## Short task
Transcribe each of the rows below word for word, leaving the pictures out of your answer.

-- Source material start --

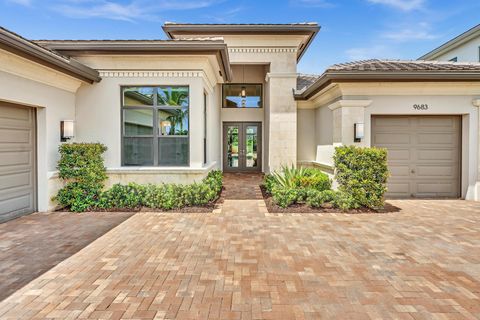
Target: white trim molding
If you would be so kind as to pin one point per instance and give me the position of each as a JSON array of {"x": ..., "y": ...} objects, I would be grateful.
[
  {"x": 262, "y": 50},
  {"x": 350, "y": 104}
]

-- Source material end --

## The reply
Target: white trim molding
If you would be so kind as to pin one point per instance and give me the position of each as a JSON array of {"x": ..., "y": ...} objects, I would be grateful.
[
  {"x": 262, "y": 50},
  {"x": 350, "y": 104}
]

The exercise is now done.